═══ Wybrany fragment ═══

GRY-Online.pl --> Archiwum Forum

Dzieci bez rodziców.

27.02.2004
21:39
smile
[1]

OlciQ [ Junior ]

Dzieci bez rodziców.

Witam. Temat może zdawać się nieco mylący, gdyż nie mam zamiaru pisać tu o dzieciach, które faktycznie nie mają rodziców, chcę natomiast pisac na temat osób, które rodziców mają, a mimo to, zachowują się jakby takowych nie było. Ostatnimi czasy w naszym kraju "na topie" jest zgrywanie: wandali, ćpunów, pijaków, brudasów itp. Co Wy sądzicie na ten temat? Czy takie zachowanie, czyli udawanie "osoby bez zasad" jest fair wobec siebie i swego otoczenia? I drugie pytanie... Czy noszenie czarnych ubrań, słuchania metalu itp. to powód, by móc obrażać daną osobę? Osobiście uwielbiam hip-hop, a mimo to ubieram się na czarno. Lubię ten kolor, więc to chyba zrozumiałe, ale nie dawno usłyszałam niezbyt miłe określenie na mój temat "Ćpunka i puszczalska". Pzrecież to, jak się ubieram, czy jaki kolor włosów mam nie świadczy o tym jaki mam charakter. Piszcie co o tym sądzicie!

27.02.2004
21:42
[2]

Mati176 [ Mówcie mi Mefiu!!! ]

Jedna rada stary, nie pisz taką gruboscia bo az oczy bola , ok?

27.02.2004
21:43
[3]

Mati176 [ Mówcie mi Mefiu!!! ]

khem sorki chcialem napisac STARA :P

27.02.2004
21:43
[4]

p_e_p_s_i [ Polonia Bydgoszcz 4ever ]

takie ćpuny i wandale to b. często ludzie ulicy z wyboru. natomiast co do ubrań to ludzie oceniający innych po ciuchach są łagodnie mówiąc niezbyt inteligentni... poza tym określenie puszczalska nie pasuje do metalu... :)

═══

Zestaw ćwiczeń:
a: Jaki gatunek muzyki uwielbia autorka pierwszego wpisu w wątku o dzieciach bez rodziców?
b: Kontynuuj wątek o dzieciach bez rodziców od miejsca, w którym się urywa.

═══ Blok danych ═══

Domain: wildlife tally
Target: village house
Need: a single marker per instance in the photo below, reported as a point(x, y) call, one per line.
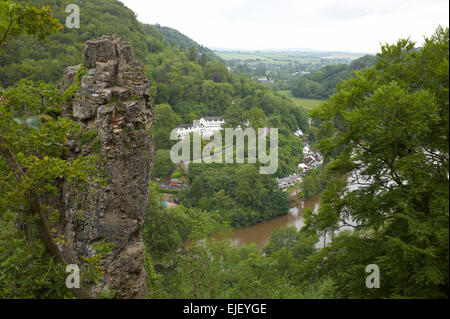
point(286, 182)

═══

Odpowiedzi do zadań:
a: Hip-hop.

b:
27.02.2004
21:46
[5]

Vader [ Senator ]

Zadales sobie (nam) bardzo wazne pytanie. A odpowiedz na to jest prosta:

1) Dzis jest moda na obnoszenie sie negatywami. Taka prawda - im wiekszego zgrywasz materialiste, czlowieka bez zasad i moralnosci, im z wiekszym cynizmem na ustach odrzucasz wszystkie wartosci i idee - tym wiekszym cieszysz sie powazanim i paradoksalnie za tym madrzejszego Cie uwazaja. Jednak ja bym sie tym nie sugerowal. Kazde spoleczensto cechuje sie tym, ze ma tylko malutki odsetek ludzi madrych, swiatlych umyslowo otwartych. Dlatego nie patrz na podworkowe autorytety ktore nawoluja do ujednolicania sie z szara masa - tylko pozostan zawsze tworczy umyslem, zadawaj pytania i nie zgadzaj sie z tym co Twoim zdaniem jest amoralne. Tylko w ten sposob nie stoczymy sie wszyscy do reszty.
A dlaczego Ci ludzie tacy sa ? tak zostali wychowani, tak uksztaltowalo ich otoczenie. Zostali skrzywdzeni przez los i to powaznie. Nie ma sensu zywic do nich nienawisci, bo sa to ludzie mentalnie okaleczeni, tu potrzeba wspolczucia i pomocy.

2) Kwestia metala: Metale i inne ustrojstwa lacza sie w grupy gdyz w grupie tworza pewna sile. Sa wrecz ortodoksyjnymi 'kaplanami' swojej metalowej (czy innej) ideologi. To zapewnia im stabilne poczucie wlasnej pozycji, pozwala budowac wlasna wartosc w oparciu o pewne ustalone systematy zachowan w obrebie ich zamknietej grupy. Sa coprawda wyjatki, kazda grupa ma swoje odstepstwa i nie zawsze takie generalizowanie jest sprawiedliwe, dla dla uproszczenia i naswietlenia pewnych spraw - mysle ze mozna.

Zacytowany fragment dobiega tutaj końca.